"""

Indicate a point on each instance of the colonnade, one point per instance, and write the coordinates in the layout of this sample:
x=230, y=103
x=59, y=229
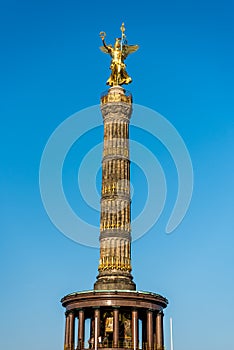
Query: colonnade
x=152, y=329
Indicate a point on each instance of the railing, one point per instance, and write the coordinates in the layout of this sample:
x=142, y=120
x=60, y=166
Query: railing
x=116, y=97
x=124, y=344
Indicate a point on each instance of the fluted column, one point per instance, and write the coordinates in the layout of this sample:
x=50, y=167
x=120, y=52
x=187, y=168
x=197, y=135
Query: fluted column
x=96, y=327
x=150, y=338
x=159, y=331
x=81, y=329
x=66, y=339
x=71, y=333
x=116, y=328
x=135, y=340
x=115, y=222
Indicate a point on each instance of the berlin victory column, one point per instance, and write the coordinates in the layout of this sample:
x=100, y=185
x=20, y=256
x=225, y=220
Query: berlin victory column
x=114, y=314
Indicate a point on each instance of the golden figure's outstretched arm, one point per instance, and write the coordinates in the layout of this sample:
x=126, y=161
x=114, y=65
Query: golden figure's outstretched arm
x=128, y=49
x=105, y=48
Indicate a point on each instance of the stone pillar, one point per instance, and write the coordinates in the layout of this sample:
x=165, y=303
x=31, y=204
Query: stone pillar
x=159, y=331
x=96, y=327
x=81, y=330
x=115, y=221
x=71, y=333
x=150, y=339
x=116, y=328
x=135, y=340
x=66, y=340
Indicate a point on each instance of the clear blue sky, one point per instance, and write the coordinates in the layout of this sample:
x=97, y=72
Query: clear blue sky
x=50, y=68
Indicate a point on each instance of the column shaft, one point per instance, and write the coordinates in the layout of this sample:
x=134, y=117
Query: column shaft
x=66, y=340
x=159, y=331
x=71, y=330
x=150, y=330
x=96, y=327
x=116, y=328
x=81, y=330
x=135, y=329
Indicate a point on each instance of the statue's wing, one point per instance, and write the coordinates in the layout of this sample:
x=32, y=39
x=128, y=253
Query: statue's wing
x=127, y=49
x=104, y=49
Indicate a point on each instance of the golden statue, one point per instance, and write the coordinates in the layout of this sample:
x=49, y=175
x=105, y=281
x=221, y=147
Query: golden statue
x=118, y=53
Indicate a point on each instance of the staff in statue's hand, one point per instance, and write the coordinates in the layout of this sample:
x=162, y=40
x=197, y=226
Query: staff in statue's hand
x=118, y=54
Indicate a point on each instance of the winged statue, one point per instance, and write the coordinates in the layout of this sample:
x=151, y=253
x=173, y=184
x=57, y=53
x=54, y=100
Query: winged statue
x=118, y=53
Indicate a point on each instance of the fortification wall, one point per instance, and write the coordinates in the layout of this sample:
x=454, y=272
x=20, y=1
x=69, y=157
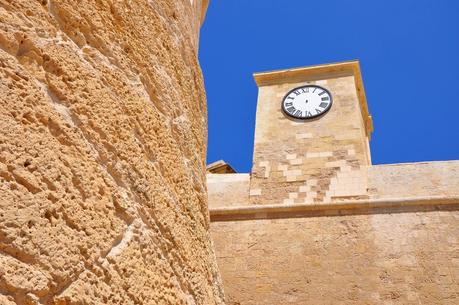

"""

Render every line of the records above as a JSON list of strings, one string per line, omitting blank lines and leaving out the pictures.

Final result:
[
  "Indicate a point on each instance of the colonnade, one point per instance, and write the coordinates in the layout of this sample:",
  "x=230, y=103",
  "x=59, y=229",
  "Query: colonnade",
  "x=152, y=329",
  "Indicate a point on each instance of the railing, one point per instance, and write the coordinates in the layout of this sample:",
  "x=142, y=120",
  "x=60, y=166",
  "Query: railing",
  "x=116, y=97",
  "x=124, y=344",
  "Indicate a point on each instance of the fluted column, one point per instance, and write the coordinates in the layout of this sample:",
  "x=50, y=167",
  "x=120, y=52",
  "x=187, y=168",
  "x=197, y=135",
  "Query: fluted column",
  "x=96, y=327",
  "x=150, y=338",
  "x=159, y=331",
  "x=81, y=329",
  "x=66, y=339",
  "x=71, y=333",
  "x=116, y=328",
  "x=135, y=340",
  "x=115, y=222",
  "Indicate a point on each instance of the berlin victory column, one point per instance, and write the coordinates in the layout of this sample:",
  "x=100, y=185",
  "x=20, y=256",
  "x=225, y=220",
  "Query: berlin victory column",
  "x=114, y=314",
  "Indicate a point on each instance of the golden figure's outstretched arm, one point per instance, and write the coordinates in the layout of this sample:",
  "x=126, y=161",
  "x=114, y=65",
  "Query: golden figure's outstretched arm",
  "x=128, y=49",
  "x=105, y=48",
  "Indicate a point on each instance of the stone pillar, one point per instance, and write the coordinates in the layout of this sample:",
  "x=165, y=303",
  "x=31, y=204",
  "Query: stone pillar",
  "x=159, y=331",
  "x=96, y=327",
  "x=81, y=330",
  "x=115, y=221",
  "x=71, y=333",
  "x=150, y=339",
  "x=116, y=328",
  "x=135, y=340",
  "x=66, y=340",
  "Indicate a point on each instance of the clear blue sky, one point per instance, and write the coordinates in the layout of this sample:",
  "x=97, y=72",
  "Query: clear blue sky",
  "x=50, y=68",
  "Indicate a point on each instance of the column shaft, one point per instance, and write the coordinates in the layout of this sample:",
  "x=134, y=117",
  "Query: column shaft",
  "x=66, y=340",
  "x=159, y=331",
  "x=71, y=330",
  "x=150, y=330",
  "x=96, y=327",
  "x=116, y=328",
  "x=81, y=330",
  "x=135, y=329",
  "Indicate a point on each instance of the statue's wing, one point per instance, and write the coordinates in the layout of this sample:",
  "x=32, y=39",
  "x=128, y=253",
  "Query: statue's wing",
  "x=127, y=49",
  "x=104, y=49",
  "Indicate a point on each instance of the golden statue, one point per instance, and write the coordinates in the layout of this sample:",
  "x=49, y=175",
  "x=105, y=281",
  "x=221, y=147",
  "Query: golden statue",
  "x=118, y=53",
  "Indicate a point on each instance of the staff in statue's hand, one point per instance, and write the coordinates in the layout of this sample:",
  "x=162, y=40",
  "x=197, y=226",
  "Query: staff in statue's hand",
  "x=118, y=54",
  "Indicate a point on each instance of the winged statue, one point per instance, and write the coordinates in the layout of this sample:",
  "x=151, y=253",
  "x=173, y=184",
  "x=57, y=53",
  "x=54, y=100",
  "Query: winged statue",
  "x=118, y=53",
  "Indicate a point on each instance of the fortification wall, one point per instance, and write the coordinates in the layout of this sample:",
  "x=454, y=272",
  "x=20, y=1",
  "x=69, y=157"
]